> **WHAT IS ASKED**:
1. In the forum thread on army weapons below, translate this sentence into French: "Essentially it is the same weapon as the .50 cal except smaller."
2. Pick up the forum thread on army weapons below right after its final sentence and carry it further.

# Weapons



## Argyll 2347 (22 Dec 2000)

What are all the weapons used by the army from the 1960s until now?  I even want to know strange ones.  Don‘t mention the C7, C9, C6, Browning 9mm, M72, Carl G, FN C1A1, C2A1, M2 .50 cal, remington shotgun, sterling, and PH Model 82.  Also, what is the C5?  I heard it in the book "The Sharp End" and I don‘t know what it is.

thanks

Argyll 2347

Albainn Gu-Brath


----------



## ocknod (22 Dec 2000)

C-5 is a cut down version of the c-7...best look alike is the colt commando!

SECURITAS
OCKNOD


----------



## Andyboy (22 Dec 2000)

The C-5 is a 7.62mm version of the old 30 cal. American army machine gun that you might see in the tv show COMBAT! . Essentially it is the same weapon as the .50 cal except smaller. The C-8 is teh cut down version of the C-7.

> **RECORD SET**:

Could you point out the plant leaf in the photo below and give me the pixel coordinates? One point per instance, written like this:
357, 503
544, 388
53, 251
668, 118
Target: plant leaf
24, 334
* * *
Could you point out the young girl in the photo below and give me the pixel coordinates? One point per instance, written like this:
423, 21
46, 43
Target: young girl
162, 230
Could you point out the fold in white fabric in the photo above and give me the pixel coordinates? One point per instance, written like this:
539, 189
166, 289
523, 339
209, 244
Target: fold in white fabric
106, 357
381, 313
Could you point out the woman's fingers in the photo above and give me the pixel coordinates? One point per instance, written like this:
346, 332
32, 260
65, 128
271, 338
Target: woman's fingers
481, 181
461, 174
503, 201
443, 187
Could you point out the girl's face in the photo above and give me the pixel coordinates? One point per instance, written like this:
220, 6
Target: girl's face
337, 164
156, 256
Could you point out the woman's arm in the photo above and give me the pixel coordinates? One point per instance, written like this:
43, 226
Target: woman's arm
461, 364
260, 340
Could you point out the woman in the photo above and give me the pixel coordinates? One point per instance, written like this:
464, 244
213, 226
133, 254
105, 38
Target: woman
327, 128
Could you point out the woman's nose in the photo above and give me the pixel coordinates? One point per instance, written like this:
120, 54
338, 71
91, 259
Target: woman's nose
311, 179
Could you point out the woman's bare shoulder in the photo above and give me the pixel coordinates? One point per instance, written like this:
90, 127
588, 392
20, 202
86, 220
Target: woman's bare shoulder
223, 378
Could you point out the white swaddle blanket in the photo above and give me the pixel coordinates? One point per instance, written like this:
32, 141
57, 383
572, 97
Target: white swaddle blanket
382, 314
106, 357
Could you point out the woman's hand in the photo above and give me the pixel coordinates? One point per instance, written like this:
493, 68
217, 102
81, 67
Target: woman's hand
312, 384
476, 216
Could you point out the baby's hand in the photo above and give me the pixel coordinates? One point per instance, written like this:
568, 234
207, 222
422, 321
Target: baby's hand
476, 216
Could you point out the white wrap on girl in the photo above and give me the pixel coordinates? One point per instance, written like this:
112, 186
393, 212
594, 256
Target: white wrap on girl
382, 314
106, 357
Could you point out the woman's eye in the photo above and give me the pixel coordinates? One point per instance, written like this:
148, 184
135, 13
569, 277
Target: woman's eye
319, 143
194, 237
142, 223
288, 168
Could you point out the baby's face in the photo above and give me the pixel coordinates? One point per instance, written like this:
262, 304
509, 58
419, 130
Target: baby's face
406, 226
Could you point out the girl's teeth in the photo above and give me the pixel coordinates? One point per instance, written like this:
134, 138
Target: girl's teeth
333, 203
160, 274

> **WRITTEN RESPONSES**:
1. Il s'agit essentiellement de la même arme que la .50 cal, mais en plus petit.

2.
----------



## Mud Crawler (27 Dec 2000)

Also, the closest thing to the C8 is the Colt M4a1, essentially its the same thing, just renamed. Colt Commando is even smaller than the M4a1 i believe, if i‘m wrong, pls correct me.


----------



## Argyll 2347 (27 Dec 2000)

thanks alot.


----------



## Shabadoo (29 Dec 2000)

The C5 is a knife as well.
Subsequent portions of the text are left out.